++++ PASSAGE TO READ

Three years ago, I posted Christmas Moon about the cradling of a baby against the curve of his mother’s womb. This theme has recurred for me recently, visited in dance, poetry and the memories that they bring forth.

One month ago our son quietly married his sweetheart of thirteen years:

Near Cambridge Castle Mound, November 2019; picture taken by (witness) Kim

It gives us great joy to visit the newly weds in their first owned house (for which Beloved has made a set of ash dining chairs – sourced from local trees that needed felling). And we delight in helping them restore the garden of their first owned house.

Incidentally that house (close to their Cambridge work places and their friends) was once owned by our composer friend Evan, for whom we had built a wildlife pond as a fortieth birthday present in 1990s. The pond, and descendants of the original frogs are STILL THERE!

A year ago I mentioned in a December blog the 2107 Winter Solstice celebration in which I had taken the role as the Elegist, lamenting the darkness of winter and the bareness of the trees.

Processing to ancient site on Gog Magog Down; image copyright Jeremy Peters

A few days ago I took part in a similar ritual for 2019 Winter Solstice, this time as Oak King, who meets the Holly King in a “colloquy” (battle of words) to claim his crown (from December to June, when the Holly King will claim it back…). The picture below – taken after our Druidic/Buddhist leader Suryamani had guided us through the ancient and Earth-compassionate ritual – shows me wearing the crown, and sporting the yellow/green of the oak.

These were two nylon tablecloths – our wedding presents from Beloved’s Aunt Florence over 40 years ago – and they kept slipping and sliding off me, despite the best wardrobe-ministrations of Sue-the-carrier-of-‘midwinter-fire’-dogwood, and Liz who-was-elegist-and-Guardian-of-the-North this year.

++++++++

→ **REQUIREMENT 1**
In the blog post about the son's wedding and the solstice rituals, what role did the writer play in the 2019 Winter Solstice ritual?
→ **REQUIREMENT 2**
Carry the blog post about the son's wedding and the solstice rituals forward from its last sentence.

++++ DATA TO EXAMINE

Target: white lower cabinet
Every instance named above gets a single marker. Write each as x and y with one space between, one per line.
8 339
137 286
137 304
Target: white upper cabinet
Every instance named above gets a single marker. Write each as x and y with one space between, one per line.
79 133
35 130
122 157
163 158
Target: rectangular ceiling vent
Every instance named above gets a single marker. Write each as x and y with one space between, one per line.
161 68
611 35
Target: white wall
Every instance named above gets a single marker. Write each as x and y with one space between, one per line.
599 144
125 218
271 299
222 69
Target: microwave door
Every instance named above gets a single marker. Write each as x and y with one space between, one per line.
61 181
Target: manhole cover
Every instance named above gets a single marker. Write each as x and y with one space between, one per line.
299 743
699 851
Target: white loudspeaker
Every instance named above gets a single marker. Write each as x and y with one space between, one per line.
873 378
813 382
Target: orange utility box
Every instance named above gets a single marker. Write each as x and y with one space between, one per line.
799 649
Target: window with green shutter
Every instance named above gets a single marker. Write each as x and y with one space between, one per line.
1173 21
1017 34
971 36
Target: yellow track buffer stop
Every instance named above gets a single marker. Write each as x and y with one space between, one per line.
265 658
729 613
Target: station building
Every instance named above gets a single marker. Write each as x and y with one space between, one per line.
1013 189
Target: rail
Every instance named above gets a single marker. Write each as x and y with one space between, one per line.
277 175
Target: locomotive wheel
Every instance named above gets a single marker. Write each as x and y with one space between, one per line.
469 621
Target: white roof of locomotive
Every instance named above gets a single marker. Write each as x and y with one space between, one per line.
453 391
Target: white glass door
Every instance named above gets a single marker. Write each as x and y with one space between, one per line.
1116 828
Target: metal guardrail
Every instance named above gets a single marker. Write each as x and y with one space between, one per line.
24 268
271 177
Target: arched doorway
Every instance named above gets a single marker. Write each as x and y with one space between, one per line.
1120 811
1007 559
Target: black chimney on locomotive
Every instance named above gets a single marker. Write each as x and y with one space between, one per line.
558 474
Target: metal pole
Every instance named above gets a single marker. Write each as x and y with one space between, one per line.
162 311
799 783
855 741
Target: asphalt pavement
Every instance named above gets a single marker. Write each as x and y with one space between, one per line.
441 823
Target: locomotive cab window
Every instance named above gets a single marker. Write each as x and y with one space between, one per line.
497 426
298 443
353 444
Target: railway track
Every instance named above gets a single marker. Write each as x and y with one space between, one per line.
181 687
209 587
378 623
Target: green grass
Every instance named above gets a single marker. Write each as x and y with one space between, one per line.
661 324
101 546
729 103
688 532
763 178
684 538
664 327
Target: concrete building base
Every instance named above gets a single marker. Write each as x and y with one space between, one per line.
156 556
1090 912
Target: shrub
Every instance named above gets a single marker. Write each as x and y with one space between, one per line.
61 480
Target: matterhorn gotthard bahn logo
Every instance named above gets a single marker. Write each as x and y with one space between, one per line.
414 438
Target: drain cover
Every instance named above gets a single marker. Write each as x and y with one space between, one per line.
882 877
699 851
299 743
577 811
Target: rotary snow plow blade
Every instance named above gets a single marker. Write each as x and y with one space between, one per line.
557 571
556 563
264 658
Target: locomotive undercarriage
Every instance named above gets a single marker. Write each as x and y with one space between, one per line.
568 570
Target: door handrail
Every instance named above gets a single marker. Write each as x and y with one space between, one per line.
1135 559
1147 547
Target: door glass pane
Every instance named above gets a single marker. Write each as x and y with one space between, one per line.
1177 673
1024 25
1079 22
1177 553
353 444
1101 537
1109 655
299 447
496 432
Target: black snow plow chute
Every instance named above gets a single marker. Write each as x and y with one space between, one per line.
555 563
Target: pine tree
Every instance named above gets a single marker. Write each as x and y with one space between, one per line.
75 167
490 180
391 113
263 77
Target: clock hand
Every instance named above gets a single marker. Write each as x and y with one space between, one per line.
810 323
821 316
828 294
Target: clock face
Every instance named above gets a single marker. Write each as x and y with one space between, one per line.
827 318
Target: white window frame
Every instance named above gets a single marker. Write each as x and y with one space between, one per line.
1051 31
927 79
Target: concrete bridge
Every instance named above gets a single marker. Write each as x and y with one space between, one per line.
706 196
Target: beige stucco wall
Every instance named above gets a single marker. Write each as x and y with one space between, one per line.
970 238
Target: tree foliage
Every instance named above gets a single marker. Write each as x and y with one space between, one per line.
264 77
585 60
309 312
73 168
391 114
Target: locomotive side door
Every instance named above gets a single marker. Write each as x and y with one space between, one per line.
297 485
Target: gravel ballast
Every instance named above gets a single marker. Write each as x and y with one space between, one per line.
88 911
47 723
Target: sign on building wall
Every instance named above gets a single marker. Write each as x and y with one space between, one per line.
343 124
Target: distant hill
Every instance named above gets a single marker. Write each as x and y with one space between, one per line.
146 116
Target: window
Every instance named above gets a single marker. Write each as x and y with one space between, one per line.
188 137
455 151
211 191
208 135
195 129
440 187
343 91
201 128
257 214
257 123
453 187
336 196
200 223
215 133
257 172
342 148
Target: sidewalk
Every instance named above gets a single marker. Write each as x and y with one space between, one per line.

++++++++

→ **RESPONSE BOX 1**
The writer played the Oak King.

→ **RESPONSE BOX 2**
The ceremony was all the more poignant since the Holly King was voiced by Amarachandra, from Australia (far right, below). She had spoken movingly about her country’s creatures suffering from the increasing temperatures, and their habitat being consumed by wild-fire. And Jeremy our photographer had read aloud a writing* from Joanna Macy, deep thinker and inspirational environmental activist-through-collaboration.

This winter I’ve taken part in some of the activities highlighting climate change and environmental degradation, with members of Cambridge Buddhist Centre and friends, including a Silent Rebellion meditation sit in Grand Arcade during Winter Solstice weekend. Very awed to witness a supportive visit from the mime group Red Rebellion (XR) who honoured our silent sit in silent acknowledgement, and moved gracefully and poignantly among the throngs of shoppers, as part of our demonstration against wanton consumerism and resource depletion.

Grand Arcade shopping mall Cambridge, 21 December 2019 copyright Jeremy Peters

By early 2020 I will be back up north in the cool of the Highlands of Scotland, writing doggerel and bloggerel as well as essay scripts and poetry, and welcoming friends to share informal workshops and retreats.

And looking forward to another nourishing weekend up there in June with the Movement Medicine teacher Rosie Perks, whose practice, music, and companions welcomed me home to my authentic voice, heartfulness, and dance in October. Hurrah!

And meanwhile I am using this midwinter sojourn in Cambridge to renew my memory-connection with having been an undergraduate and research biology student here through the 1970s; a young parent /tutor in a Fenland community and in a Northumberland village in 1980-90s; a gardener and writer in the 2000s , and Earth-sharing dancer and Buddhist poet most recently.

And now I am on a path of further training towards my offering of safe and soothing intuitive touch (Yellow Petal Touch). Especially moving towards those (many of us) with heath needs, and those who strive towards Earth-caring and living with integrity.

Which brings me full circle, like the progression of the Earth around the sun, to Christmas Moon .

This Christmas Day coincides, once again, with the thinnest, barely visible phase of the waning Moon, before New Moon on Boxing Day (Oh, and there is a writing exercise available on the theme of Boxing Day.)

However you are, wherever you are, and with whom you are navigating the turn of the tides, the Moon, and the year ahead:

may you be well, may you continue to learn, and may you look with kindness towards what is, and with hope towards what’s to come.

* Footnote: Joanna Macy quotation that was read aloud at the holly tree on Gog Magog Downs:

“What is it that allows us to feel pain for our world? And what do we discover as we move through it?

“What awaits us there ‘on the other side of despair’?… it is interconnectedness with life and all other beings.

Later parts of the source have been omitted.